— start of DOCUMENT SEGMENT —

Mark Hendrickson

Biographical details
- Born: Richland, Iowa, U.S.

Playing career
- 1976–1979: Northern Iowa
- Position: Wide receiver

Coaching career (HC unless noted)
- 1983–1986: Georgia Tech (RB/WR)
- 1987–1989: Georgia Tech (LC/ST)
- 1990–1991: Georgia Tech (TE)
- 1992: Iowa (assistant)
- 1993: Southeast Missouri State (OC)
- 1994–1998: Iowa (ST)
- 1999–2007: Western Illinois (OC)
- 2008–2012: Western Illinois
- 2019–2021: Kansas Wesleyan (RB/WR)

Head coaching record
- Overall: 18–32
- Tournaments: 1–1 (NCAA D-I playoffs)

= Mark Hendrickson (American football) =

American football coach

Mark Hendrickson is an American football coach and former player with the University of Northern Iowa. He was the head football coach at the Western Illinois University from 2008 until his firing on November 20, 2012.

— end of DOCUMENT SEGMENT —

OBJECTIVE 1 » Identify every line of the listing that contains the word "rebar", and copy each such line.
The coaching biography has no connection to the listing.

— start of PROVIDED DATA —

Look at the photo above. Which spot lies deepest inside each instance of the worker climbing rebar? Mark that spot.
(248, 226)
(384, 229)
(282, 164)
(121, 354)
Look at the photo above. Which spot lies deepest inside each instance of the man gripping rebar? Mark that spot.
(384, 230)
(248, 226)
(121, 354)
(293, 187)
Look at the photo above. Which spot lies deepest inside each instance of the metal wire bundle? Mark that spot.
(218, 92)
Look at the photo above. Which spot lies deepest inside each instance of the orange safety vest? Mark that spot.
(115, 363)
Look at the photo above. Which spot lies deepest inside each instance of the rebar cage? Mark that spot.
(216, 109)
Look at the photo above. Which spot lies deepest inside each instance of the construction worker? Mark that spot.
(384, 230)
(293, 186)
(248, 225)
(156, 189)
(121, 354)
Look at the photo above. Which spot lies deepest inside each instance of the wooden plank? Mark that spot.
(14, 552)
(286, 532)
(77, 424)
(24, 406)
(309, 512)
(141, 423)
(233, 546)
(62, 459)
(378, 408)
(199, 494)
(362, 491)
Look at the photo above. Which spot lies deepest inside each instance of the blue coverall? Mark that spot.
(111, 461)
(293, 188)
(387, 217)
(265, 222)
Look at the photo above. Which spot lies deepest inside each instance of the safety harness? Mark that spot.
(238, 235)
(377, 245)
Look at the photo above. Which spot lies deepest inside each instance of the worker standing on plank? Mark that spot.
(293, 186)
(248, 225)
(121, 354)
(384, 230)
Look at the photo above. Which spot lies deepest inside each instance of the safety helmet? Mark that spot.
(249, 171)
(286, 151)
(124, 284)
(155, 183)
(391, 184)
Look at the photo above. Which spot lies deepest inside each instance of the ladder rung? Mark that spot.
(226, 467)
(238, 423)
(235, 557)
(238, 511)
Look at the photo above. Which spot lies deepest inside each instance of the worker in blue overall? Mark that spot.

— end of PROVIDED DATA —

OBJECTIVE 2 » Quote the passage of the coaching biography above, starting with "Biographical details" and going on through "Missouri State (OC)".

RESULT 1 »
Look at the photo above. Which spot lies deepest inside each instance of the worker climbing rebar? Mark that spot.
Look at the photo above. Which spot lies deepest inside each instance of the man gripping rebar? Mark that spot.
Look at the photo above. Which spot lies deepest inside each instance of the rebar cage? Mark that spot.

RESULT 2 »
Biographical details
- Born: Richland, Iowa, U.S.

Playing career
- 1976–1979: Northern Iowa
- Position: Wide receiver

Coaching career (HC unless noted)
- 1983–1986: Georgia Tech (RB/WR)
- 1987–1989: Georgia Tech (LC/ST)
- 1990–1991: Georgia Tech (TE)
- 1992: Iowa (assistant)
- 1993: Southeast Missouri State (OC)